*** Excerpt Section Begins ***

Site VI: occipital trigger. Nerve involved: lesser occipital nerve. Patients refer occipital symptoms; trapezius and sternocleidomastoid muscles, fascial bands, and branches of the occipital artery may compress the lesser occipital nerve.

Site VII: nummular trigger. Nerve involved: not known yet. Patients refer pain to a precise point that can be localized anywhere along the midline.

Scientific data have shown involvement of different pericranial structures in migraine pain. Axonal abnormality and deregulation of the myelination process in patients with migraine headache have been documented. In addition, evidence has surfaced that the calvarial periosteum in chronic migraineurs demonstrates significantly increased expression of proinflammatory markers and decreased expression of genes that suppress inflammation and immune cell differentiation (4).

Patients who have failed medical management (because of continued pain or intolerance of medication side effects), including botulinum toxin type A, or those refractory to botulinum toxin type A after a favorable initial response, could benefit from surgery. Depending to the site, the decompression of the involved nerve is achieved through myectomy, fasciectomy, supraorbital osteotomy, and arterectomy, where indicated. Neurectomy is occasionally performed as a last resort during revision surgery in patients with recalcitrant migraine headaches. Other second-line options include corticosteroid injections, radiofrequency therapy, and peripheral nerve stimulators (5).

*** Excerpt Section Ends ***
*** Given information Section Begins ***

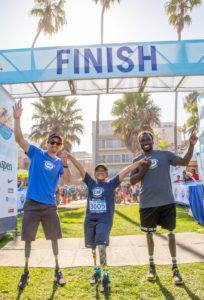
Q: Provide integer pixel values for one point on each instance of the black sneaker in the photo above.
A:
(151, 273)
(24, 280)
(96, 278)
(59, 279)
(177, 279)
(105, 287)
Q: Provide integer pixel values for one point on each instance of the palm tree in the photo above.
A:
(51, 14)
(178, 17)
(135, 112)
(105, 5)
(57, 114)
(190, 106)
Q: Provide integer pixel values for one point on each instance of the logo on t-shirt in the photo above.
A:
(154, 163)
(49, 165)
(97, 192)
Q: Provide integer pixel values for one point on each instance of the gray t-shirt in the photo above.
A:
(156, 189)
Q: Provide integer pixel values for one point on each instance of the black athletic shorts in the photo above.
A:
(96, 233)
(36, 212)
(165, 216)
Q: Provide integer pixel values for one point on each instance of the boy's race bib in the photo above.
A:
(97, 206)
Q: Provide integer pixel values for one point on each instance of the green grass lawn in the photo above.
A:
(126, 222)
(126, 283)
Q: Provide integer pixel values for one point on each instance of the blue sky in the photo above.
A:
(129, 21)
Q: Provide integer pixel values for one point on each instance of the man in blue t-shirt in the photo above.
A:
(40, 206)
(100, 211)
(157, 206)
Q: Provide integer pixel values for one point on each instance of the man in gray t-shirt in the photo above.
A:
(157, 205)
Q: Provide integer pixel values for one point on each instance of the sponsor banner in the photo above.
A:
(181, 193)
(8, 165)
(139, 59)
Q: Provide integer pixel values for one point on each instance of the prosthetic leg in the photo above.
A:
(59, 279)
(96, 278)
(103, 262)
(177, 279)
(25, 276)
(150, 245)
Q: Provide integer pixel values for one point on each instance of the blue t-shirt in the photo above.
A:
(43, 177)
(100, 202)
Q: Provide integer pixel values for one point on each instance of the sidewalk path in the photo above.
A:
(123, 251)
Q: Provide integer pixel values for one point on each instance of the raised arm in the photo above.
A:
(77, 164)
(184, 161)
(17, 112)
(139, 173)
(133, 166)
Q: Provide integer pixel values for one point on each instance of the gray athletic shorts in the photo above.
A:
(36, 212)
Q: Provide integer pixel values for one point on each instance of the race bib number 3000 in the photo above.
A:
(97, 206)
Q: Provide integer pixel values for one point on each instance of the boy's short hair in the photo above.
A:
(101, 165)
(145, 132)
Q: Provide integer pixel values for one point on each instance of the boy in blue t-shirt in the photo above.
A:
(99, 213)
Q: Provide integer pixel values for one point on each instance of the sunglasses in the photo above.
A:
(54, 142)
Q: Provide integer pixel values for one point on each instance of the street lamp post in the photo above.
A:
(98, 96)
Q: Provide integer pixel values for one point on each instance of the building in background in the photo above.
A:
(166, 131)
(112, 149)
(85, 159)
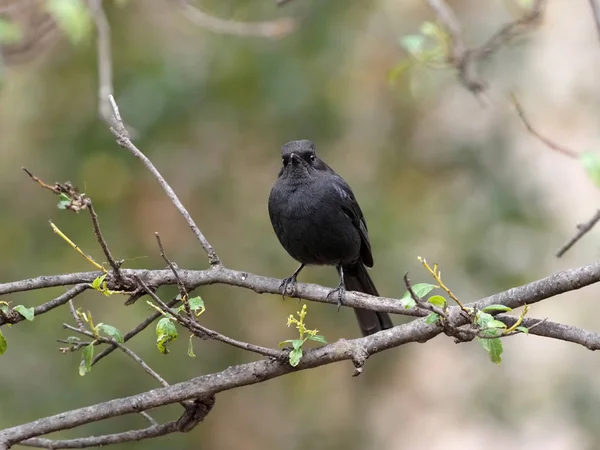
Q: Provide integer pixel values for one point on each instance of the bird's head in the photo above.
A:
(300, 160)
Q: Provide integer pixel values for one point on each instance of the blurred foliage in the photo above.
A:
(211, 111)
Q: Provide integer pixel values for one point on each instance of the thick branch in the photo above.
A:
(558, 283)
(356, 350)
(267, 29)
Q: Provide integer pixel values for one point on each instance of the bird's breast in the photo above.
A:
(311, 225)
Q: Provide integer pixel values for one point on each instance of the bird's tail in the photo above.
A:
(356, 278)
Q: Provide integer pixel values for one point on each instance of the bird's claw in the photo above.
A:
(287, 282)
(341, 291)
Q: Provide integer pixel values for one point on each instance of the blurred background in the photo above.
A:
(436, 173)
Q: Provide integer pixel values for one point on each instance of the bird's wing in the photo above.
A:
(352, 210)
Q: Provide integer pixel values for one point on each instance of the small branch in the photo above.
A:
(121, 347)
(182, 290)
(203, 332)
(45, 307)
(77, 201)
(149, 418)
(111, 261)
(582, 228)
(596, 12)
(124, 141)
(108, 439)
(422, 303)
(559, 331)
(465, 59)
(563, 150)
(104, 61)
(132, 333)
(78, 321)
(270, 29)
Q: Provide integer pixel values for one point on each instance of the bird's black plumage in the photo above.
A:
(319, 222)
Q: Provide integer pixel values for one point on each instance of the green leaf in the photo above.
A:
(591, 164)
(495, 324)
(318, 338)
(422, 289)
(295, 356)
(491, 332)
(483, 319)
(493, 347)
(97, 283)
(432, 318)
(3, 343)
(10, 32)
(197, 304)
(28, 313)
(437, 300)
(413, 43)
(64, 201)
(500, 308)
(165, 333)
(430, 29)
(85, 365)
(399, 70)
(407, 301)
(111, 331)
(72, 16)
(191, 347)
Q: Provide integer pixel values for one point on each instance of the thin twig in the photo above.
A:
(15, 317)
(596, 12)
(124, 141)
(182, 290)
(111, 261)
(465, 59)
(76, 317)
(582, 228)
(133, 332)
(149, 418)
(100, 441)
(76, 247)
(421, 303)
(563, 150)
(267, 29)
(202, 331)
(121, 347)
(104, 58)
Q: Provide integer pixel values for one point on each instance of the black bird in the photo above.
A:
(318, 222)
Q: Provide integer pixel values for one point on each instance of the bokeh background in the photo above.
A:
(437, 175)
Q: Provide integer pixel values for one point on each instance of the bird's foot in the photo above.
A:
(289, 282)
(341, 292)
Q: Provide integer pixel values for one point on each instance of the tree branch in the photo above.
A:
(466, 59)
(582, 228)
(99, 441)
(267, 29)
(124, 141)
(44, 307)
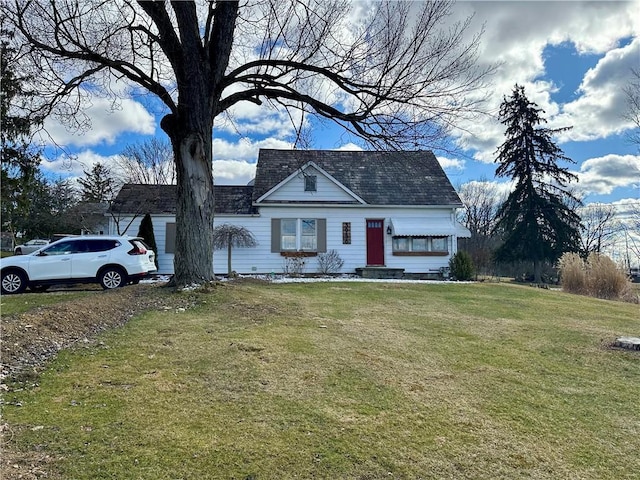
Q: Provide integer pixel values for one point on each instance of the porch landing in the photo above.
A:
(380, 272)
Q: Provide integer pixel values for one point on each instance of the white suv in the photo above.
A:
(112, 261)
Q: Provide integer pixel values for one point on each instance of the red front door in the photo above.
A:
(375, 242)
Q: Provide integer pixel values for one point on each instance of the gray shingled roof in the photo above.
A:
(161, 199)
(379, 178)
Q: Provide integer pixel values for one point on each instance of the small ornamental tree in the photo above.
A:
(461, 266)
(146, 232)
(228, 236)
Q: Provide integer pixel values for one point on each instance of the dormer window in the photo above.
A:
(310, 183)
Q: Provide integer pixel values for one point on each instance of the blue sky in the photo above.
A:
(573, 58)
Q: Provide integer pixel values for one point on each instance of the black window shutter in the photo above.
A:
(322, 234)
(170, 238)
(275, 235)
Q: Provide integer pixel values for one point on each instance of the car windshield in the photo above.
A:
(59, 249)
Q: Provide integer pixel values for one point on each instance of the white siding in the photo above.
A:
(259, 259)
(326, 190)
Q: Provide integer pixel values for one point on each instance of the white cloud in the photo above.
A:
(451, 163)
(516, 35)
(349, 147)
(598, 111)
(104, 122)
(74, 166)
(602, 175)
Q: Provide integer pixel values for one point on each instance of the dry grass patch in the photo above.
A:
(352, 381)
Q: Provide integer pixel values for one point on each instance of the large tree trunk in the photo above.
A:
(192, 147)
(537, 271)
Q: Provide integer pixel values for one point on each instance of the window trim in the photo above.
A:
(320, 236)
(310, 183)
(429, 252)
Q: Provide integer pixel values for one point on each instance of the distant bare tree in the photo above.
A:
(632, 113)
(481, 202)
(599, 227)
(150, 162)
(228, 236)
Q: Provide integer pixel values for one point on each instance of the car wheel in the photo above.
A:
(112, 277)
(13, 281)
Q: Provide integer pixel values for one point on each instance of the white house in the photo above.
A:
(381, 211)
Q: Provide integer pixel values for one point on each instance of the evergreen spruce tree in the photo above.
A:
(535, 221)
(146, 232)
(98, 184)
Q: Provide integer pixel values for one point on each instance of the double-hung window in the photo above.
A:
(298, 235)
(288, 233)
(422, 245)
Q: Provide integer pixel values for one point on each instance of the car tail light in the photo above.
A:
(138, 249)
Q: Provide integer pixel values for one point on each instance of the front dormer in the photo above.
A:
(310, 184)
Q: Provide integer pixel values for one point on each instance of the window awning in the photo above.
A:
(415, 227)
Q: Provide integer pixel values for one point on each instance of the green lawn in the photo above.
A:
(346, 381)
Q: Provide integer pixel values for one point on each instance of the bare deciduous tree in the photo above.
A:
(632, 113)
(391, 73)
(481, 200)
(149, 162)
(599, 227)
(228, 236)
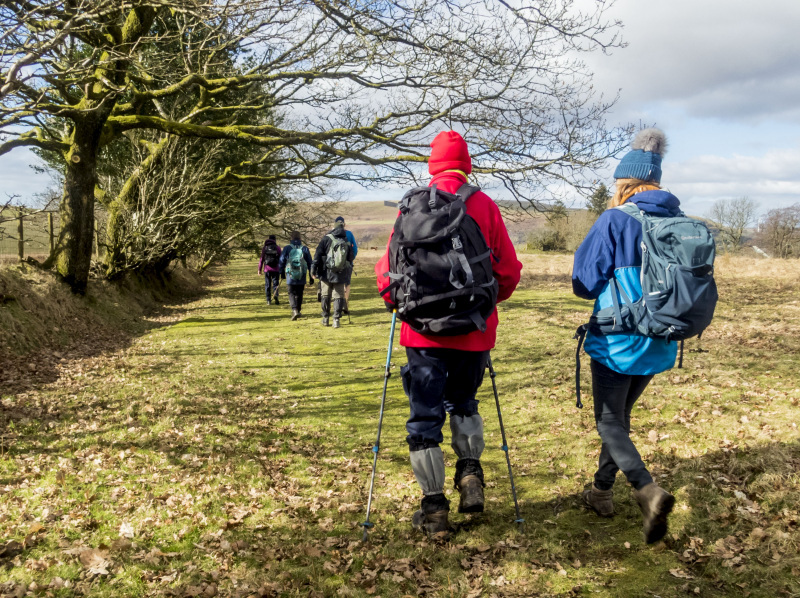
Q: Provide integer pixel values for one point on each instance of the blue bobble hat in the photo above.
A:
(643, 162)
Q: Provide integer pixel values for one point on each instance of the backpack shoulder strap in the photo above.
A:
(632, 210)
(466, 191)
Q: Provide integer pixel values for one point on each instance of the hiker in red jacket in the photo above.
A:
(444, 373)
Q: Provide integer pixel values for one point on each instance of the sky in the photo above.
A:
(720, 77)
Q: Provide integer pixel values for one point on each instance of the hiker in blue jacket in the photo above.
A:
(348, 276)
(295, 265)
(623, 364)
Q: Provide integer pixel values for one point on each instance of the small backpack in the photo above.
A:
(679, 293)
(270, 254)
(336, 259)
(440, 265)
(295, 264)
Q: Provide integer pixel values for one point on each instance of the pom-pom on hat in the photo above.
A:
(643, 162)
(449, 152)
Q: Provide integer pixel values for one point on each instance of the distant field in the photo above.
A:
(229, 454)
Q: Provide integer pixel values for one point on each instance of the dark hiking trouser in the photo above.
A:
(272, 280)
(614, 397)
(296, 296)
(335, 291)
(438, 382)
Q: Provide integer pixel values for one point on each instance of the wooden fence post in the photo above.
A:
(52, 234)
(20, 237)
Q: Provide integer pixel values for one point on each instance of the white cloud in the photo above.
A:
(772, 180)
(712, 58)
(18, 178)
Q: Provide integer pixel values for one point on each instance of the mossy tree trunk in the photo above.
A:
(73, 253)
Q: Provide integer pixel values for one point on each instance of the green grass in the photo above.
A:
(235, 448)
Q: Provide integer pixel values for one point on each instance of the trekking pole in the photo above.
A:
(519, 520)
(386, 375)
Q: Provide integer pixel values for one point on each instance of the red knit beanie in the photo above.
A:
(449, 152)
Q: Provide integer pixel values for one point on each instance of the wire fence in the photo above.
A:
(27, 233)
(33, 233)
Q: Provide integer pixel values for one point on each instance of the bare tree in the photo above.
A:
(731, 218)
(781, 231)
(356, 89)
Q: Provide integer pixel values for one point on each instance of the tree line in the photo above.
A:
(192, 123)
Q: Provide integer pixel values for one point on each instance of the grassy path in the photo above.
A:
(229, 454)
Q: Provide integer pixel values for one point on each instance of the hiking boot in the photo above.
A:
(599, 500)
(471, 489)
(656, 504)
(434, 525)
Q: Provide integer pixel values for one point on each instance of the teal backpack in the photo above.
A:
(678, 289)
(296, 265)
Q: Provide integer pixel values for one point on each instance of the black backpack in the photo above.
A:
(440, 265)
(270, 254)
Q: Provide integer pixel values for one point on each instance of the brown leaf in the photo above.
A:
(94, 561)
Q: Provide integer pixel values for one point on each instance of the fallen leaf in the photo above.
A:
(94, 561)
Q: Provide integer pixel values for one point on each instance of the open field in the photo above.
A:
(229, 454)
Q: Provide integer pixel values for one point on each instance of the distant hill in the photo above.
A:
(371, 222)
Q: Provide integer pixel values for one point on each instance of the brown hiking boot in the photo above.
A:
(471, 489)
(434, 525)
(656, 504)
(599, 500)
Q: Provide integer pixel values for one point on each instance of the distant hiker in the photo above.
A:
(352, 240)
(608, 269)
(295, 265)
(331, 264)
(446, 299)
(269, 266)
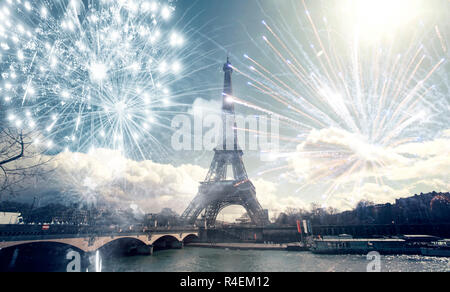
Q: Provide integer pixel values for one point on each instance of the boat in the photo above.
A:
(297, 247)
(437, 249)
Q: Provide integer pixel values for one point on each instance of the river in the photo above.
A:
(194, 259)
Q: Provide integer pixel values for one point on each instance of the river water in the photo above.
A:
(194, 259)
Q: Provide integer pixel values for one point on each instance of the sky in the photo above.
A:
(361, 90)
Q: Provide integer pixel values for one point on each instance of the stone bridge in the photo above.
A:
(139, 243)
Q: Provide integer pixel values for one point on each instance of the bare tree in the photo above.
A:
(19, 160)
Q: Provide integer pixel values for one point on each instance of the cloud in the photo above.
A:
(105, 176)
(202, 107)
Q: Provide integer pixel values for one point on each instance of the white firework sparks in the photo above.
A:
(357, 88)
(87, 76)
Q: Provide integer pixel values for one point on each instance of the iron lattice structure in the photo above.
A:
(221, 189)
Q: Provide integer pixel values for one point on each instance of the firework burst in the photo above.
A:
(356, 88)
(89, 74)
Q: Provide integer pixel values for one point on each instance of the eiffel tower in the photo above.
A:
(218, 191)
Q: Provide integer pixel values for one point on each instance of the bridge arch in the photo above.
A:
(125, 246)
(188, 238)
(167, 241)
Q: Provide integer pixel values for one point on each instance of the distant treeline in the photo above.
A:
(72, 214)
(420, 209)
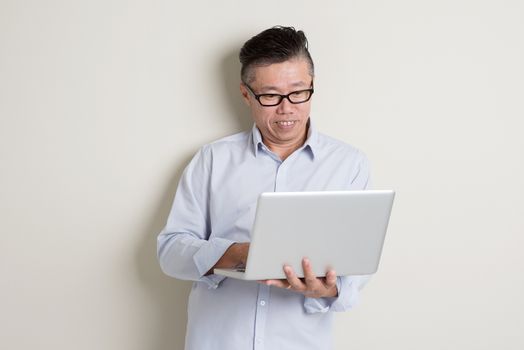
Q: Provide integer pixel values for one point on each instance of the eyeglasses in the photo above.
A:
(295, 97)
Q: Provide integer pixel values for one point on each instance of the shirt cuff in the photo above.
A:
(207, 256)
(348, 288)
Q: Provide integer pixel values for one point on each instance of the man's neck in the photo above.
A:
(285, 150)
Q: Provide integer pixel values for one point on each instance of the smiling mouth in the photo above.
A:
(286, 122)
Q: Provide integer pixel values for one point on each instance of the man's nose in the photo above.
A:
(284, 107)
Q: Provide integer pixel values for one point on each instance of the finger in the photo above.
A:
(331, 279)
(309, 276)
(276, 283)
(292, 279)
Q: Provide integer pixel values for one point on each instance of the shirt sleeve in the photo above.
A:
(184, 247)
(348, 286)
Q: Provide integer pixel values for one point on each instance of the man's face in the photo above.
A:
(284, 124)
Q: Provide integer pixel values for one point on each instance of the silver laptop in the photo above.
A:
(340, 230)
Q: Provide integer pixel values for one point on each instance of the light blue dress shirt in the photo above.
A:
(214, 207)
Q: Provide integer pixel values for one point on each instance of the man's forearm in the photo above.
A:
(235, 256)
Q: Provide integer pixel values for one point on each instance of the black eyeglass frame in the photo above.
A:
(311, 90)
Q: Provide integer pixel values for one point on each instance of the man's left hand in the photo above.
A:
(310, 285)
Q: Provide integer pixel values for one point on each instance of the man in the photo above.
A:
(213, 211)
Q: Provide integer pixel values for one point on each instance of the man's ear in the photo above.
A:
(245, 93)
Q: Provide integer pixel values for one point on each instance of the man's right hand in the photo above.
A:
(234, 257)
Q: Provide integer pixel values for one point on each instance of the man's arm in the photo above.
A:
(184, 247)
(234, 257)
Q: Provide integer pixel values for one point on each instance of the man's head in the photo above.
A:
(273, 45)
(277, 84)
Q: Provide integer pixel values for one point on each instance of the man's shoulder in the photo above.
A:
(331, 144)
(238, 140)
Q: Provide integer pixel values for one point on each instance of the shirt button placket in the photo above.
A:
(261, 317)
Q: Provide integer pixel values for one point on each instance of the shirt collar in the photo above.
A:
(310, 144)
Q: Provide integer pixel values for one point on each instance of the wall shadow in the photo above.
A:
(229, 73)
(169, 296)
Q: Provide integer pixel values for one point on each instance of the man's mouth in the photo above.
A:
(286, 122)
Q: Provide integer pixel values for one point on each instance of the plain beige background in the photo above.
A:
(103, 103)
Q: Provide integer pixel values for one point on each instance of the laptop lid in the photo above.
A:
(340, 230)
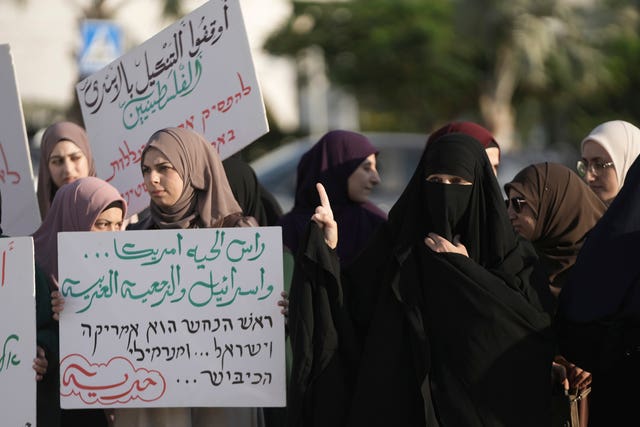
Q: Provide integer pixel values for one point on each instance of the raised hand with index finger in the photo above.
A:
(323, 216)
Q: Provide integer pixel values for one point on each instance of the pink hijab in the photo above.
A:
(206, 198)
(61, 131)
(75, 207)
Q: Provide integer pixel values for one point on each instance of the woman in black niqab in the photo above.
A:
(445, 339)
(599, 308)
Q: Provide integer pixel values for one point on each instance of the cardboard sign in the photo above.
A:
(20, 213)
(198, 74)
(17, 332)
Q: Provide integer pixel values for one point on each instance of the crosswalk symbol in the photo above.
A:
(102, 44)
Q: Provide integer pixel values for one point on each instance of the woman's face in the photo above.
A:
(521, 215)
(108, 220)
(363, 179)
(67, 163)
(443, 178)
(493, 153)
(162, 180)
(604, 182)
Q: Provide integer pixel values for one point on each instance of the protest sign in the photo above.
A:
(198, 73)
(20, 214)
(17, 332)
(172, 318)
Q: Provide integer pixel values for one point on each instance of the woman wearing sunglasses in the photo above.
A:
(436, 322)
(552, 207)
(607, 154)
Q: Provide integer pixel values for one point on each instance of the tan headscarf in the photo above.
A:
(61, 131)
(206, 199)
(566, 210)
(75, 207)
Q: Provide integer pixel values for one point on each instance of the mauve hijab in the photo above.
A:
(621, 140)
(566, 211)
(75, 207)
(61, 131)
(206, 198)
(474, 130)
(604, 280)
(331, 161)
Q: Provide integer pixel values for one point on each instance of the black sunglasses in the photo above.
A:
(517, 203)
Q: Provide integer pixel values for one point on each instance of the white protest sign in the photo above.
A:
(198, 73)
(17, 332)
(172, 318)
(20, 213)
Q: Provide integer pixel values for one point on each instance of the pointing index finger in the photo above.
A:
(324, 199)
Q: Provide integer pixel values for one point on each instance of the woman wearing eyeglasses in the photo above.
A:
(436, 322)
(599, 309)
(551, 206)
(607, 154)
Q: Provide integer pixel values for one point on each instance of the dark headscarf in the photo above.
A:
(474, 130)
(566, 210)
(461, 327)
(604, 279)
(206, 198)
(331, 161)
(61, 131)
(248, 191)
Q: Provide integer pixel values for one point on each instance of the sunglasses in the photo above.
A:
(595, 168)
(517, 203)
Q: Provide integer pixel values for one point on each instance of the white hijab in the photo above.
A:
(621, 140)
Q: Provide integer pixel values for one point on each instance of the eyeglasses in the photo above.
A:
(595, 168)
(517, 203)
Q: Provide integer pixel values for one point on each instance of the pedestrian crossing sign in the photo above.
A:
(101, 44)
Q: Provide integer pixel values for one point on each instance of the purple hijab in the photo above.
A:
(468, 128)
(331, 161)
(75, 207)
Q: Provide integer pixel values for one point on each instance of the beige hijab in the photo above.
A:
(206, 200)
(61, 131)
(566, 210)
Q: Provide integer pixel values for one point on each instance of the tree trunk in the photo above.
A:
(495, 101)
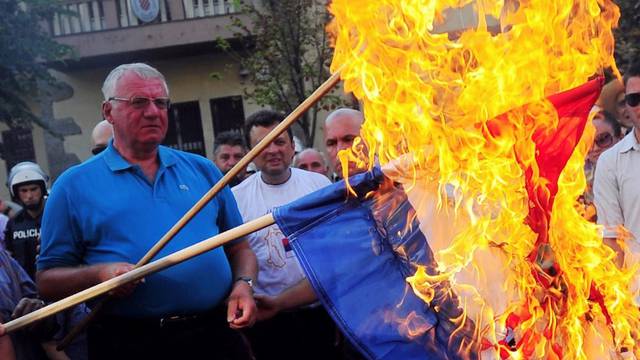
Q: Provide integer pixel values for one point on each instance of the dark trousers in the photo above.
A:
(302, 334)
(206, 336)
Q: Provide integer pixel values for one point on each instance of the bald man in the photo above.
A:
(100, 136)
(311, 160)
(341, 128)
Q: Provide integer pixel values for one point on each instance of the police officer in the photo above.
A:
(28, 186)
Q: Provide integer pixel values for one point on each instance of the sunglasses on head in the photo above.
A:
(141, 102)
(98, 149)
(603, 140)
(632, 99)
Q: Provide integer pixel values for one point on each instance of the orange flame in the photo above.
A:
(431, 94)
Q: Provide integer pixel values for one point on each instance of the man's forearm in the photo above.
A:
(298, 295)
(243, 261)
(613, 244)
(58, 283)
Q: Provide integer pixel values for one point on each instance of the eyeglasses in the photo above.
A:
(632, 99)
(141, 102)
(603, 140)
(98, 149)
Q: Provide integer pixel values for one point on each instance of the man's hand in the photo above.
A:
(241, 308)
(25, 306)
(42, 329)
(268, 306)
(111, 270)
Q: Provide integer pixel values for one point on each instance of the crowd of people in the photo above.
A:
(248, 299)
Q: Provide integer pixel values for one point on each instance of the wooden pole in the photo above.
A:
(242, 164)
(140, 272)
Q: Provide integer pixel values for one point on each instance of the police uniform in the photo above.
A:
(22, 235)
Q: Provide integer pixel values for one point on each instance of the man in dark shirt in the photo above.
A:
(28, 186)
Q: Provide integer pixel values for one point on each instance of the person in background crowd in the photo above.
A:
(341, 129)
(608, 133)
(100, 136)
(9, 208)
(28, 185)
(6, 347)
(103, 215)
(18, 297)
(4, 219)
(615, 187)
(311, 160)
(612, 101)
(302, 332)
(228, 149)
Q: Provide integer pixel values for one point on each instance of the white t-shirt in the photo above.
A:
(279, 267)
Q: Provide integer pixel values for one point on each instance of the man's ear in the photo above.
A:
(106, 111)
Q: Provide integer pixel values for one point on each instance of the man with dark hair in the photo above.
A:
(341, 129)
(228, 148)
(616, 189)
(103, 215)
(302, 332)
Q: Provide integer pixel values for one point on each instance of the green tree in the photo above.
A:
(26, 49)
(284, 51)
(628, 33)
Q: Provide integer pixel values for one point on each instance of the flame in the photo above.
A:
(461, 112)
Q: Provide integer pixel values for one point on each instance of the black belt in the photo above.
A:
(164, 322)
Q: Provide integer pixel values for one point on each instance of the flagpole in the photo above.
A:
(140, 272)
(322, 90)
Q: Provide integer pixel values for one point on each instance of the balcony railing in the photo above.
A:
(127, 18)
(97, 15)
(203, 8)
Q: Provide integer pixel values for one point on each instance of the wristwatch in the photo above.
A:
(246, 279)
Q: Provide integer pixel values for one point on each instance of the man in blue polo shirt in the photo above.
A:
(103, 215)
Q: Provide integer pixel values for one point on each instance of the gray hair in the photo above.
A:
(309, 150)
(143, 70)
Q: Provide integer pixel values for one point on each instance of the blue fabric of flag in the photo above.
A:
(357, 251)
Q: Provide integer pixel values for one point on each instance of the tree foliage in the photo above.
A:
(628, 33)
(284, 51)
(26, 48)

*** Given information Section Ends ***

• [Work order 1] In the migraine excerpt, which procedure is occasionally performed as a last resort during revision surgery?
• [Work order 2] For each statement, say whether it agrees with the migraine excerpt, and quote the words that decide it: (a) The nerve involved in the nummular trigger is known. (b) Patients refractory to botulinum toxin type A after a favorable initial response could benefit from surgery. (c) Radiofrequency therapy is named as a first-line option.
• [Work order 3] Carry on the migraine excerpt from its last sentence.
The items have no connection to the migraine excerpt.

• [Task result 1] Neurectomy.

• [Task result 2]
(a) No: "Nerve involved: not known yet."
(b) Yes: "or those refractory to botulinum toxin type A after a favorable initial response, could benefit from surgery."
(c) No: "Other second-line options include corticosteroid injections, radiofrequency therapy, and peripheral nerve stimulators"

• [Task result 3]
Fat injection has also been proven to be a safe and effective adjunctive therapy for the treatment of MH in patients who are refractory both to medical and surgical therapy. The exact mechanism of action for the therapeutic benefit of fat grafting is still unknown, but it seems related to the stem cell content of the prepared fat, that are likely involved in the helpful repair of axons and myelin and in the reduction of the final scar burden for nerve branches in migraine patients (5).

The detection of trigger sites is based on assessment of the patient’s symptoms and the site of pain onset; targeted botulinum toxin type A treatment at a primary trigger site may also be used to determine whether secondary trigger sites exist.

A portable ultrasound Doppler probe can be used to identify any vessel signal that may be contributing to nerve irritation in the area. Finally, Computed tomographic analysis is mandatory for those with retrobulbar migraine headaches to identify intranasal contact points and septonasal anomalies (1).

The success rate of surgical decompression ranges from 79 to 90 percent (5).

Trigger site–specific improvements vary from 81 to 92 percent for frontal surgery,  84 percent for temporal surgery, 45.8 to 76.2 percent for nasoseptal surgery, and  70.4 percent for occipital surgery(1).

Nevertheless, a more accurate standardization of surgical outcome parameters is required to better evaluate these encouraging data.

In conclusion, surgical decompression is a promising treatment for extra cranial chronic headache; since most of the patients are currently managed by neurologist, a multidisciplinary approach is crucial to identify patients with neuralgia that will benefit from this novel technique.


References:

1.Bink T, Duraku LS, Ter Louw RP, Zuidam JM, Mathijssen IMJ, Driessen C. The Cutting Edge of Headache Surgery: A Systematic Review on the Value of Extracranial Surgery in the Treatment of Chronic Headache. Plast Reconstr Surg. 2019 Dec;144(6):1431-1448. doi: 10.1097/PRS.0000000000006270. PMID: 31764666.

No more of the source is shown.